[Exercise passage]
------------------------

Why these migrant workers are taking on the OPP

A DNA sweep may have helped the OPP catch a criminal — but did it violate innocent workers’ human rights?
By Ashley Okwuosa - Published on Dec 08, 2021
As part of a sexual-assault investigation, the OPP collected DNA samples from 96 migrant workers in 2013. (Graham Hughes/CP)



Leon Logan says it was on October 22, 2013, that his employer told him he’d need to take a DNA test: a woman had been sexually assaulted in Bayham, in Elgin County, and Logan and other workers at the Martin Family Fruit Farm would need to be swabbed to clear their names.

These details form part of a witness statement that Logan, a migrant worker from Jamaica, submitted to the Human Rights Tribunal of Ontario as part of its hearings on the sweep, which saw the Ontario Provincial Police collect DNA samples from 96 migrant workers.

------------------------

[Stored data]
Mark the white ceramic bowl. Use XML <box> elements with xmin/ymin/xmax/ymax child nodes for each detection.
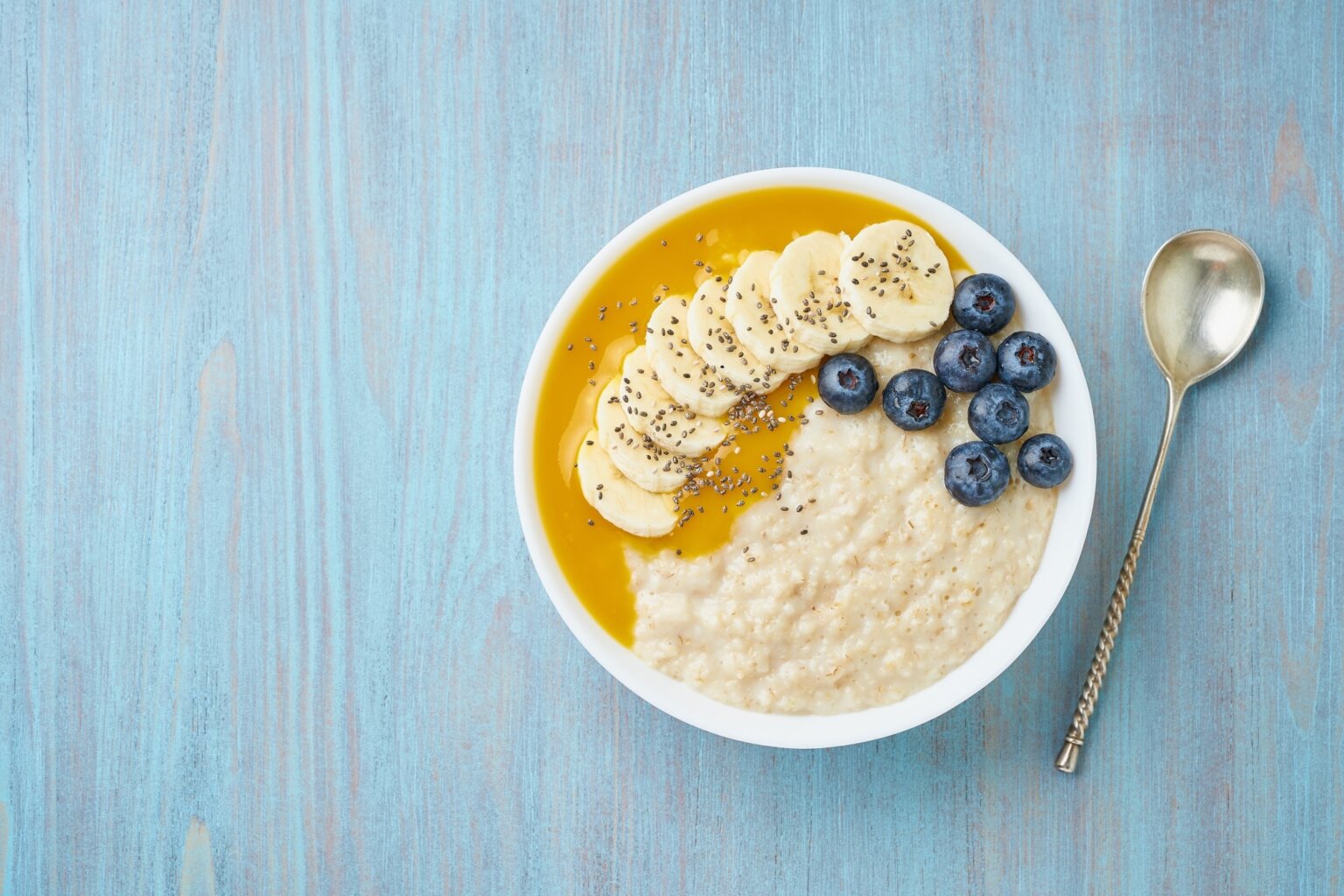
<box><xmin>514</xmin><ymin>168</ymin><xmax>1096</xmax><ymax>748</ymax></box>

------------------------

[Task set]
1. In the article about the OPP DNA sweep, where did the sexual assault that prompted the sweep take place?
2. Continue the article about the OPP DNA sweep of migrant workers, starting after its final sentence.
The data has nothing to do with the article about the OPP DNA sweep.

[Answer list]
1. Bayham, in Elgin County.

2.
According to a 2016 report from the Office of the Independent Police Review Director, the woman had described her attacker as a Black man who was between five foot 10 and six feet tall, muscular, possibly in his mid- to late 20s, and “fairly dark, with no facial hair and … a low voice with a heavy accent, which she thought to be Jamaican.” Shane Martínez, the lawyer representing Logan and more than 50 other migrant workers, says that samples were taken from Indo- and Afro-Caribbean men from Jamaica and Trinidad and Tobago who ranged in age from 22 to 68, in height from five foot two to six foot six, and in weight from 110 pounds to 328 pounds.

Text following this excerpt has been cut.